» **Texto de origem**
-----
Tem de ser de conhecimento de todos os profissionais que tratam de saúde os princípios motores bioéticos que permeiam a atuação profissional: respeito à autonomia, beneficência, justiça e não maleficência[1].

O primeiro é relacionado à autodeterminação e à decisão livre de qualquer interferência externa. Ou seja, envolve direito de escolha, pressupondo que o paciente possa ter sua vontade respeitada, desde que devidamente esclarecido, permitindo sua tomada de decisão a partir da compreensão clara das causas e consequências de sua condição de saúde e do eventual tratamento.

Beneficência é a obrigação de que o médico deve agir para o benefício do paciente e aplicar um número de regras morais para defender e proteger o direito de outros, prevenir o mal, remover condições que causarão o mal, auxiliar pessoas com desabilidades e que estejam em perigo. São, portanto, duas faces neste princípio: agir sempre de maneira a maximizar os benefícios ao paciente e agir conforme a utilidade, refutando-se tratamentos fúteis e desnecessários. 

Distinguindo da maleficência, o princípio da Beneficência se apresenta, não somente como uma forma de evitar o mal, mas apresentar métodos e tratamentos para garantir o bem-estar do paciente, devendo ser visto como forma positiva de atuação, propondo medidas que afastam males que possam causar maiores prejuízos ao paciente.  Assim, enquanto a Beneficência é um agir para o bem (ativo), o da Não-Maleficência é um dever omissivo, é um não agir para não causar um mal.
-----
» **Dados registrados**
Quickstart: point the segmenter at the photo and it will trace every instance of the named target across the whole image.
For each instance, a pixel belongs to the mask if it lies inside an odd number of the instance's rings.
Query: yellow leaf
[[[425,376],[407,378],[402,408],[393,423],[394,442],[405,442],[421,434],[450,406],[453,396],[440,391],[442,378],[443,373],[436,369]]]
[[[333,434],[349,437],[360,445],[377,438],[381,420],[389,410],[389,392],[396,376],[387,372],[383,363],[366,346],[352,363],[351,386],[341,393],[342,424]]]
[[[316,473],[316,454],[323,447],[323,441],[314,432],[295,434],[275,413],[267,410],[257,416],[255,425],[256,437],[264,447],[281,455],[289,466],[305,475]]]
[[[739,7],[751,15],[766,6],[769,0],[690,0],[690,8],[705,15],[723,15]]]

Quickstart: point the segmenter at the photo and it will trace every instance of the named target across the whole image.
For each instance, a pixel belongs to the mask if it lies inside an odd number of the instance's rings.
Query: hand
-----
» **Instruções do exercício**
Dê continuidade ao texto sobre os princípios bioéticos na atuação em saúde a partir do ponto em que ele se encerra. Os registros não são necessários para esta atividade.

» **Resposta do exercício**
Justiça é o tratamento justo, equilibrado e apropriado ao paciente, sendo vista como distributiva, ao passo que deve ser dado ao assistido a distribuição apropriada dos recursos médicos de atendimentos.

Para o nosso caso, a não maleficência, em conversa com o a beneficência, importa na obrigação do médico não causar mal ao paciente, traduzido em não mate, não cause dor ou sofrimento, não incapacite, não cause ofensa e prive os outros dos bens da vida[2].

Na prática o que se demonstra é que ao profissional cabe atentar aos benefícios e malefícios de um eventual tratamento, evitando aqueles que são um fardo inadequado para o paciente, razão pela qual objetificar a indicação de um procedimento seria, em tese, a própria violação a um caríssimo princípio da bioética.

Por exemplo, se o paciente apresenta sintomas que importam em uma investigação preliminar através de um exame de sangue (menos invasivo), concluindo, através dos resultados, que o tratamento é somente através de medicação e esse paciente apresenta melhora após ministrá-lo, justifica-se o encaminhamento desse paciente para realização de um exame de raio-x, ou uma tomografia computadorizada com contraste? Por óbvio que não.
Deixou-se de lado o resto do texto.